Segment Open

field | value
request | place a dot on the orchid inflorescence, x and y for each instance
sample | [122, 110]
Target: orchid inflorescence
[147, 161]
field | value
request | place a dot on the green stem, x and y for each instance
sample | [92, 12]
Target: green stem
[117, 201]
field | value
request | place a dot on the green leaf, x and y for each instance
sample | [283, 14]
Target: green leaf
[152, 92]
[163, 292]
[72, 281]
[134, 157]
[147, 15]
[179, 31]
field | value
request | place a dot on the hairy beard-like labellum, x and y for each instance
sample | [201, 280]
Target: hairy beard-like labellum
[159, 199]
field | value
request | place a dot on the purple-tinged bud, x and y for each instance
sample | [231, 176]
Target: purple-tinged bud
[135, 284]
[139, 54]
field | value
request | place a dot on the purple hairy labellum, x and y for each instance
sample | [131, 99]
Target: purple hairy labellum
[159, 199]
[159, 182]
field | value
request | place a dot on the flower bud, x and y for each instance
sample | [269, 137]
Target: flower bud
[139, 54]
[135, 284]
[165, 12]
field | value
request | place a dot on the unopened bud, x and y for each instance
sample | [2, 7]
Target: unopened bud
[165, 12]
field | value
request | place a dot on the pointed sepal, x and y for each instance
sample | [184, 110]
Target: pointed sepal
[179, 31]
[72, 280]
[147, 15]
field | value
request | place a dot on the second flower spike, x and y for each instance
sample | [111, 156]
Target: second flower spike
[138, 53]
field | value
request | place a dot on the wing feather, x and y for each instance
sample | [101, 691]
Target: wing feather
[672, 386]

Segment Closed
Segment Open

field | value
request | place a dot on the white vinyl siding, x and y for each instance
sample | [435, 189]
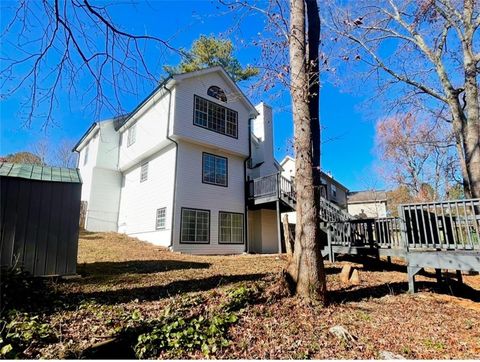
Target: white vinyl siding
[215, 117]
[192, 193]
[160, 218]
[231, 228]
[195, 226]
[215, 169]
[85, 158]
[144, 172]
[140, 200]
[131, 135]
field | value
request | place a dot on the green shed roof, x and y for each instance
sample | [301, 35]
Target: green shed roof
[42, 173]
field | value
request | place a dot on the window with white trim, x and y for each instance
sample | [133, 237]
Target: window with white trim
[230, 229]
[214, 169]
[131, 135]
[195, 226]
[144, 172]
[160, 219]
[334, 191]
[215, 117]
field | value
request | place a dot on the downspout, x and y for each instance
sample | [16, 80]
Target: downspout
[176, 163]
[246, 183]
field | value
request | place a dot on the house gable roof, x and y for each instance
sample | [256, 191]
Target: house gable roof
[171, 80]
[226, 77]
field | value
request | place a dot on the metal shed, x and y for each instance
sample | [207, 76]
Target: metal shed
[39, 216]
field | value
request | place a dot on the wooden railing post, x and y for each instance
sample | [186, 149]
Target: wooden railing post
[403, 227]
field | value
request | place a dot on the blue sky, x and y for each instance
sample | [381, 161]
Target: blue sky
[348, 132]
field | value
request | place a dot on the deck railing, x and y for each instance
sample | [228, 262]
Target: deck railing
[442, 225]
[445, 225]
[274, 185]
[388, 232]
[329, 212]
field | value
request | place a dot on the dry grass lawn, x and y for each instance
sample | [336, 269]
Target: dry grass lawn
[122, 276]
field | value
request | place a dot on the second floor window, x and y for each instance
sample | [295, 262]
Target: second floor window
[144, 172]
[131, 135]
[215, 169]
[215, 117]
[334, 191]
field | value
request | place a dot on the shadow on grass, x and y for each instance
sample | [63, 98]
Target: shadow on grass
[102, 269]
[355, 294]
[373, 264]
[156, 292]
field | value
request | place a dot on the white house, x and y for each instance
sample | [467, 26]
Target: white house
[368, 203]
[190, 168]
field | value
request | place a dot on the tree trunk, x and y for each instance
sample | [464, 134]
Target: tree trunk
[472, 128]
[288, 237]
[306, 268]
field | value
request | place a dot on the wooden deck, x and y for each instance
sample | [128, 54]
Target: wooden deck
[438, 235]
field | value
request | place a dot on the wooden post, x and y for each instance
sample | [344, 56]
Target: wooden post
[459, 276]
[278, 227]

Segment Closed

[THE TASK] Restate word for word the lines in the material above from the one with "Target: downspout" to the one with "sample | [295, 262]"; both of those lines count, and nothing else does.

[YOUR RESPONSE]
Target: downspout
[176, 163]
[246, 183]
field | value
request | place a dot on the house gable roof, x and y for each instance
sample | [256, 191]
Target: house gable roof
[171, 80]
[226, 77]
field | value
request | place a dot on the metal shed, x and y for each instance
sample | [207, 76]
Target: metal shed
[39, 216]
field | value
request | place a dot on the wooden railing post, x and y for each instance
sample | [186, 149]
Target: wooden railing post
[403, 227]
field | value
request | place a dot on the blue sky, x and y for each instance
sample | [381, 161]
Target: blue sky
[348, 132]
field | value
request | place a dot on the deck railing, x and y for each instance
sample | [228, 262]
Target: deck railing
[442, 225]
[445, 225]
[274, 185]
[388, 232]
[329, 212]
field | value
request | place a dot on the dry grass lawn, x and y for each instance
sample | [336, 269]
Target: dry grass lawn
[122, 276]
field | value
request | place a dot on the second floor window, x and y for each instance
sample | [295, 262]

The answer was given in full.